_Tasks_
**a)** Retype the stretch of the post on simplicial groups and Kan complexes from "Suppose $$S \subset" through "S \rangle \hookrightarrow \Delta^n$$." word for word.
**b)** Write a continuation of the post about simplicial groups as Kan complexes, picking up right after its final sentence.

_Quoted passage_
-- begin --

# Proof that a simplicial group is a Kan complex

I'm trying to understand the following proof that a simplicial group is a Kan complex by Jardine, but I can't understand the bold statements:

Suppose $$S \subset [n]$$ and $$|S| \leq n$$. Write $$\Delta^n \langle S \rangle$$ for the subcomplex of $$\partial \Delta^n$$ generated by the faces $$d_i \iota_n$$ where $$\iota_n$$ denotes the unique non-degenerate $$n$$-simplex in $$\Delta^n$$. Let $$G$$ be a simplicial group and write $$G_{\langle S \rangle} = \mathsf{sSet}(\Delta^n \langle S \rangle, G)$$. There is a homomorphism $$G_n \xrightarrow{d} G_{\langle S \rangle}$$ induced by $$\Delta^n \langle S \rangle \hookrightarrow \Delta^n$$.

Claim: $$d$$ is surjective.

First note that there exists a $$j \in S$$ such that $$j - 1 \notin S$$ or $$j + 1 \notin S$$. So pick a $$j$$ and suppose there is a simplicial set map $$\Delta^n \langle S \rangle \xrightarrow{\theta} G$$ such that $$\theta_i = \theta(d_i \iota_n) = e$$ for $$i \in S, i \neq j$$. Then there exists a $$y \in G_n$$ such that $$d(y) = \theta$$, indeed if $$j + 1 \notin S$$, then set $$y = s_j \theta_j$$, or set $$y = s_{j-1} \theta_j$$ if $$j - 1 \notin S$$.

(I feel like the only way this is possible is if all of the faces of $$\theta_j$$ are $$e$$, and I can imagine a higher dimensional simplex and a choice of $$S$$ such that $$\theta_i = e$$ for all $$i \neq j$$ but that the faces of $$\theta_j$$ are nontrivial, in which case wouldn't $$s_{j-1} \theta_j$$ have nontrivial faces?)

-- end --

_Data extract_

-- begin --

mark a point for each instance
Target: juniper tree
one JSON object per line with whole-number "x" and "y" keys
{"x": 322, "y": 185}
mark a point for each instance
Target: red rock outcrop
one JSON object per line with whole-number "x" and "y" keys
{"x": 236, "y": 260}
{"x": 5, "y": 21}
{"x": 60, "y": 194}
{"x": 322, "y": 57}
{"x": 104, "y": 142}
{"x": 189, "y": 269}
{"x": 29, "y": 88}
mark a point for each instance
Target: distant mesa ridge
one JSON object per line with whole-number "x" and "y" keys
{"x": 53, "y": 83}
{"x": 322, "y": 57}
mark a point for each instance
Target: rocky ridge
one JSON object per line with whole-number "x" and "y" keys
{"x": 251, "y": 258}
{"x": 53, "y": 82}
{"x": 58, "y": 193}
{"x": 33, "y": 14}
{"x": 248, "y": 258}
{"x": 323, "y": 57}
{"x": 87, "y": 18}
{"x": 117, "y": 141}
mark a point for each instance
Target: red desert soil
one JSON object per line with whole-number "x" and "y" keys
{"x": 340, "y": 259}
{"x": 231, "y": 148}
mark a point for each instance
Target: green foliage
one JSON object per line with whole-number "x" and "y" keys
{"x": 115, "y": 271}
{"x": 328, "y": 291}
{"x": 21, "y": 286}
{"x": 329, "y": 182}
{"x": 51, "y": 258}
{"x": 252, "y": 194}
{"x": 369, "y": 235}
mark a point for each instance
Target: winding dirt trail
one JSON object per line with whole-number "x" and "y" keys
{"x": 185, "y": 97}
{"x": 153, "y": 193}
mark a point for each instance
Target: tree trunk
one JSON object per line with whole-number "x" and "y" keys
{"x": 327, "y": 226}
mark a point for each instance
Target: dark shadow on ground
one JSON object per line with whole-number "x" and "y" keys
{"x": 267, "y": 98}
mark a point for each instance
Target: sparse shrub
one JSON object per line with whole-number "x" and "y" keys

-- end --

_Answers for this exercise_
**a)**
Suppose $$S \subset [n]$$ and $$|S| \leq n$$. Write $$\Delta^n \langle S \rangle$$ for the subcomplex of $$\partial \Delta^n$$ generated by the faces $$d_i \iota_n$$ where $$\iota_n$$ denotes the unique non-degenerate $$n$$-simplex in $$\Delta^n$$. Let $$G$$ be a simplicial group and write $$G_{\langle S \rangle} = \mathsf{sSet}(\Delta^n \langle S \rangle, G)$$. There is a homomorphism $$G_n \xrightarrow{d} G_{\langle S \rangle}$$ induced by $$\Delta^n \langle S \rangle \hookrightarrow \Delta^n$$.

**b)**
Now suppose that $$\Delta^n \langle S \rangle \xrightarrow{\sigma} G$$ is a simplicial set map, and let $$\sigma^{(j)}$$ denote the composition $$\Delta^n \langle S \setminus \lbrace j \rbrace \rangle \hookrightarrow \Delta^n \langle S \rangle \to \Delta^n$$. Inductively, there is a $$y \in G_n$$ such that $$d(y) = \sigma^{(j)}$$, or such that $$d_i y = \sigma_i$$ for $$i \neq j$$. Let $$y_S$$ be the restriction of $$y$$ to $$\Delta^n \langle S \rangle$$. The product $$(\sigma \cdot y_S^{-1})_i = e$$ for $$i \neq j$$. Thus there is a $$\theta \in G_n$$ such that $$d(\theta) = \sigma \cdot y_S^{-1}$$. Then $$d(\theta \cdot y) = \sigma$$. Thus $$d$$ is surjective and thus every horn has a filler, so it is a Kan complex.

(The base step for $$|S| = 2$$ is clear, but how do we do the inductive step? It would require extending our map by a face, but its not clear to me how. Any advice or clarification would be appreciated.)

For the first part, Jardine says what $$y$$ is. For example, if $$j+1 \not \in S$$, then let $$y = s_j \theta_j$$. In this case, $$d_j (y) = d_j s_j \theta_j = \theta_j$$, by one of the simplicial identities ($$d_j s_j$$ is the identity map). The case when $$j-1 \not \in S$$ is the same.
For the second part, he is giving the inductive step. The statement to be proved is that the function $$d$$ is surjective, and by induction, you can assume that it's surjective in dimension $$n-1$$ — that's what he's using when he says, "Inductively ...". Then he proves that it's surjective in dimension $$n$$, by showing that any $$\sigma \in G_{\langle S \rangle}$$ is in the image of $$d$$.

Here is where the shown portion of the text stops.